> Problem requirements:
From the first line to the last, write out the records exactly, leaving the pictures behind.

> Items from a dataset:

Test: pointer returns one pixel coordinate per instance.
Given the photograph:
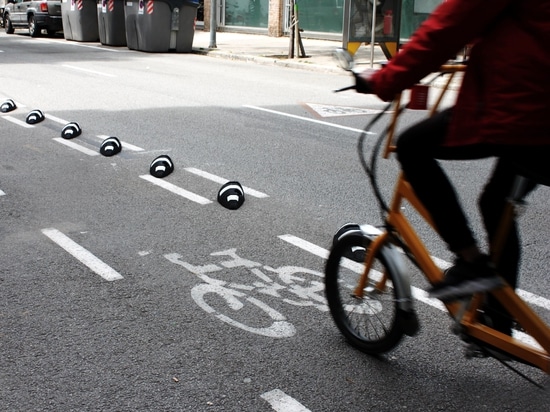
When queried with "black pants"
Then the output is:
(417, 151)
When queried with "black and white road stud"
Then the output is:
(162, 166)
(231, 195)
(71, 130)
(110, 146)
(355, 253)
(8, 106)
(35, 116)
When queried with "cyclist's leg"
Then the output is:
(492, 203)
(417, 150)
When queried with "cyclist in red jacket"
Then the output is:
(502, 111)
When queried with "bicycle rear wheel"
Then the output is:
(373, 323)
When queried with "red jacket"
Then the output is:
(505, 95)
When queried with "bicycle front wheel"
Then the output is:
(373, 323)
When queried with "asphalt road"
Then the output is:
(118, 294)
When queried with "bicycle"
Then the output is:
(372, 304)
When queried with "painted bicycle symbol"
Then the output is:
(293, 285)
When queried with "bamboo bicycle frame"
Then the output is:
(467, 316)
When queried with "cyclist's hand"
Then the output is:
(362, 84)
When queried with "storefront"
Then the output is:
(323, 18)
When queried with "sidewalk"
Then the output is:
(262, 49)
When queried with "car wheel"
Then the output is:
(7, 25)
(34, 31)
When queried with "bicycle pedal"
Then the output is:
(473, 351)
(458, 330)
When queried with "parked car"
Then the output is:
(36, 15)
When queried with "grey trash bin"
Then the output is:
(80, 20)
(160, 25)
(111, 22)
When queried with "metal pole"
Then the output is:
(373, 33)
(213, 23)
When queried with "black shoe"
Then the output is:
(466, 278)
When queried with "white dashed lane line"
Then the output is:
(76, 146)
(176, 190)
(83, 255)
(18, 122)
(281, 402)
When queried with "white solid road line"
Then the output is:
(177, 190)
(418, 293)
(83, 255)
(76, 146)
(281, 402)
(221, 180)
(88, 70)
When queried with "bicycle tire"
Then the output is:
(375, 323)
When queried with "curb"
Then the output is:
(303, 64)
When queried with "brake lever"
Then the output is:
(343, 89)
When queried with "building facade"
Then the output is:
(273, 16)
(318, 18)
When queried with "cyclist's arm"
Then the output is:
(450, 27)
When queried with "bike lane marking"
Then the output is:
(176, 189)
(307, 119)
(221, 180)
(281, 402)
(83, 255)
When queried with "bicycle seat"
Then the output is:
(538, 172)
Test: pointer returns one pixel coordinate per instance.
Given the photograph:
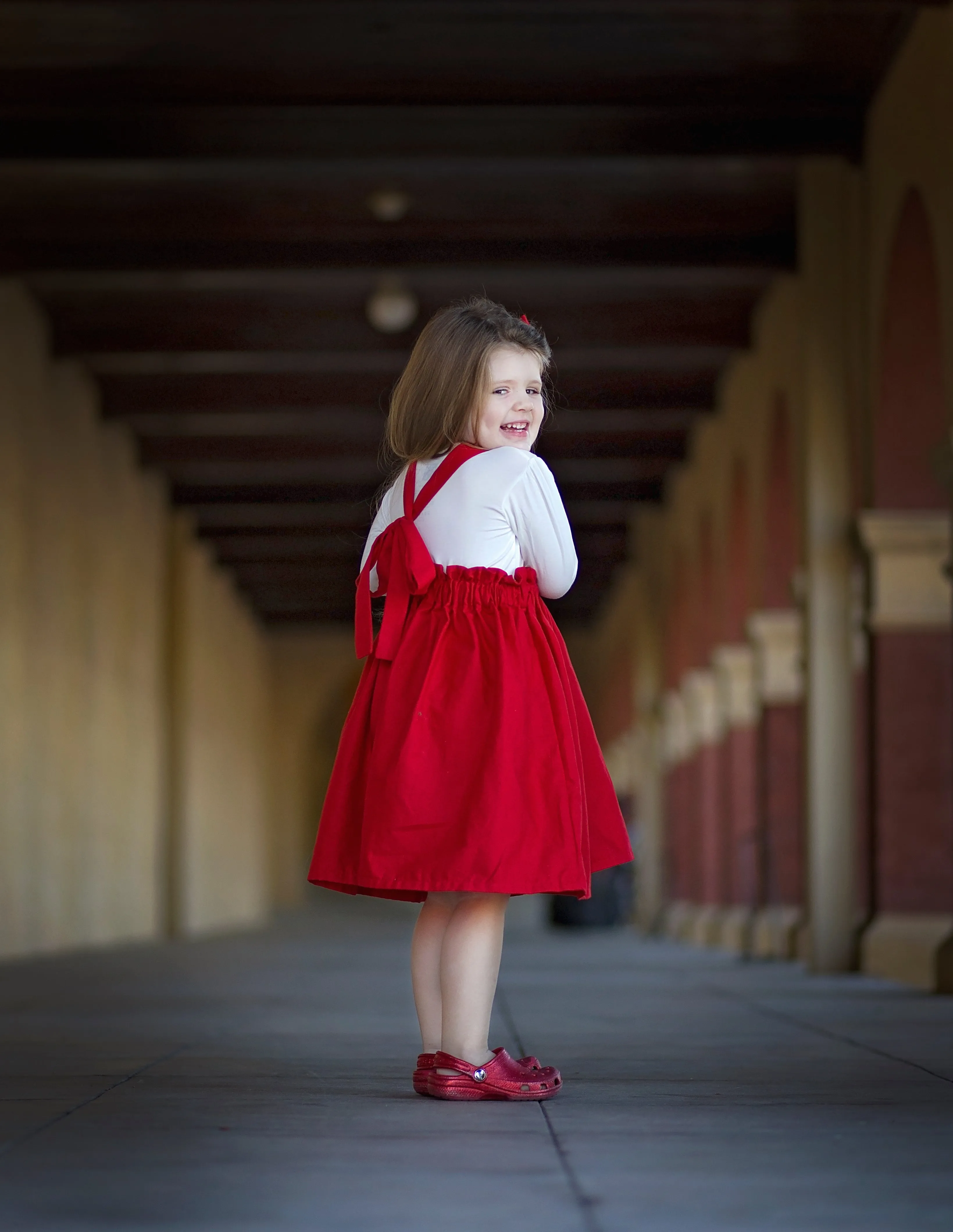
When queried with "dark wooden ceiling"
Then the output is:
(188, 188)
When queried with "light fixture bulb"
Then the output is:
(389, 205)
(392, 308)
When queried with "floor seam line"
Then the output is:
(9, 1147)
(833, 1035)
(580, 1197)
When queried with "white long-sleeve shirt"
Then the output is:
(500, 511)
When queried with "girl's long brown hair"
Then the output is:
(436, 402)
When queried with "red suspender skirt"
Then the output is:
(468, 761)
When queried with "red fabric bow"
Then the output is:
(405, 568)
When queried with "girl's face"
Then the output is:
(512, 408)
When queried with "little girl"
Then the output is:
(468, 768)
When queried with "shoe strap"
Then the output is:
(444, 1061)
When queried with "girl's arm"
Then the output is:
(383, 520)
(543, 530)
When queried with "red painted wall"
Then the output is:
(782, 761)
(913, 742)
(911, 416)
(911, 699)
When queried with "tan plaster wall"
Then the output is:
(220, 748)
(314, 677)
(82, 674)
(136, 702)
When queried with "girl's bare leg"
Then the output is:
(426, 950)
(469, 970)
(455, 963)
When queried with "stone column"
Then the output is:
(778, 640)
(706, 725)
(830, 235)
(738, 700)
(911, 934)
(681, 853)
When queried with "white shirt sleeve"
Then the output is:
(537, 514)
(386, 514)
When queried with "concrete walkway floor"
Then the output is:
(262, 1082)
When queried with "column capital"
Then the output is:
(706, 720)
(908, 550)
(676, 739)
(736, 684)
(777, 636)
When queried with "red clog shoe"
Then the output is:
(426, 1064)
(500, 1079)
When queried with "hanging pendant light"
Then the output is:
(392, 308)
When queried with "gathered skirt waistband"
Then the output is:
(459, 587)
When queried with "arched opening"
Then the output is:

> Reply to the exercise:
Test: pointer returns one pixel coordinate per instance.
Given the photograph:
When queried with "black pants"
Then the output is:
(417, 151)
When queried with "black and white road stud"
Then the output is:
(162, 166)
(231, 195)
(71, 130)
(110, 146)
(355, 253)
(8, 106)
(35, 116)
When queried with "cyclist's leg"
Then the output is:
(492, 203)
(417, 150)
When queried with "cyclist in red jacket"
Then the output is:
(502, 111)
When queried with "bicycle rear wheel"
Then the output is:
(373, 323)
When queried with "red jacket"
Then the output is:
(505, 95)
When queried with "bicycle front wheel"
Then the output is:
(373, 323)
When queried with "asphalt road"
Then the output is:
(118, 294)
When queried with "bicycle"
Then the output is:
(372, 304)
When queried with "painted bicycle symbol"
Then the output is:
(293, 285)
When queried with "bamboo bicycle frame"
Then the output is:
(467, 316)
When queried with "cyclist's hand"
Then the output is:
(362, 84)
When queried with "storefront"
Then the output is:
(323, 18)
When queried with "sidewalk"
Then the output is:
(262, 49)
When queried with "car wheel"
Then the output is:
(7, 25)
(34, 31)
When queried with "bicycle pedal"
Then the output is:
(473, 351)
(458, 330)
When queried with "parked car"
Then the output is:
(36, 15)
When queried with "grey trash bin"
Then the output is:
(80, 20)
(160, 25)
(111, 22)
When queried with "metal pole"
Then the output is:
(373, 33)
(213, 23)
When queried with "black shoe"
Then the output is:
(466, 278)
When queried with "white dashed lane line"
Then the output is:
(76, 146)
(176, 190)
(83, 255)
(18, 122)
(281, 402)
When queried with "white solid road line"
Then the output is:
(177, 190)
(418, 293)
(83, 255)
(76, 146)
(281, 402)
(221, 180)
(88, 70)
When queried with "bicycle tire"
Then the output is:
(375, 323)
When queried with "curb"
Then the output is:
(303, 64)
When queried with "brake lever"
Then the output is:
(343, 89)
When queried with "building facade"
Then the output is:
(273, 16)
(318, 18)
When queried with "cyclist's arm"
Then the output is:
(450, 27)
When queried with "bike lane marking"
Then the output is:
(176, 189)
(307, 119)
(221, 180)
(281, 402)
(83, 255)
When queried with "bicycle seat"
Then the output is:
(538, 172)
Test: pointer returns one pixel coordinate per instance.
Given the photograph:
When queried with "dark wooden ceiling"
Then the output is:
(188, 188)
When queried with "light fixture bulb"
Then the output is:
(389, 205)
(392, 308)
When queried with "floor seam line"
Then the output is:
(9, 1147)
(833, 1035)
(580, 1197)
When queried with "white long-sleeve shirt"
Then the output is:
(500, 511)
When queried with "girl's long brown hair"
Then the output is:
(436, 402)
When queried with "red suspender skirt"
Then the output is:
(468, 761)
When queried with "red fabric bow"
Then the output is:
(405, 568)
When queried with "girl's face"
Then the output is:
(512, 408)
When queried with "little girl"
Then the output is:
(468, 768)
When queried with "shoe strap"
Then the output is:
(444, 1061)
When queried with "girl's arm"
Then the output is:
(383, 520)
(543, 530)
When queried with "red painted wall"
Then the output is:
(782, 761)
(913, 742)
(911, 416)
(911, 699)
When queried with "tan plaster wall"
Then the output is:
(220, 748)
(314, 677)
(82, 674)
(136, 702)
When queried with "girl's bare leg"
Then the output is:
(426, 950)
(469, 970)
(455, 963)
When queried with "stone column"
Then the output is:
(778, 640)
(706, 725)
(830, 235)
(738, 700)
(911, 934)
(681, 853)
When queried with "white shirt sleeve"
Then the output is:
(537, 514)
(386, 514)
When queried with "concrete walkway floor"
Then the output is:
(262, 1082)
When queried with "column capital"
Then the output is:
(706, 720)
(908, 550)
(676, 739)
(736, 684)
(777, 636)
When queried with "red clog shoe"
Then the output is:
(426, 1064)
(500, 1079)
When queried with "hanging pendant light"
Then the output is:
(392, 308)
When queried with "gathered skirt waistband"
Then the output is:
(459, 587)
When queried with "arched opening"
Then the output is:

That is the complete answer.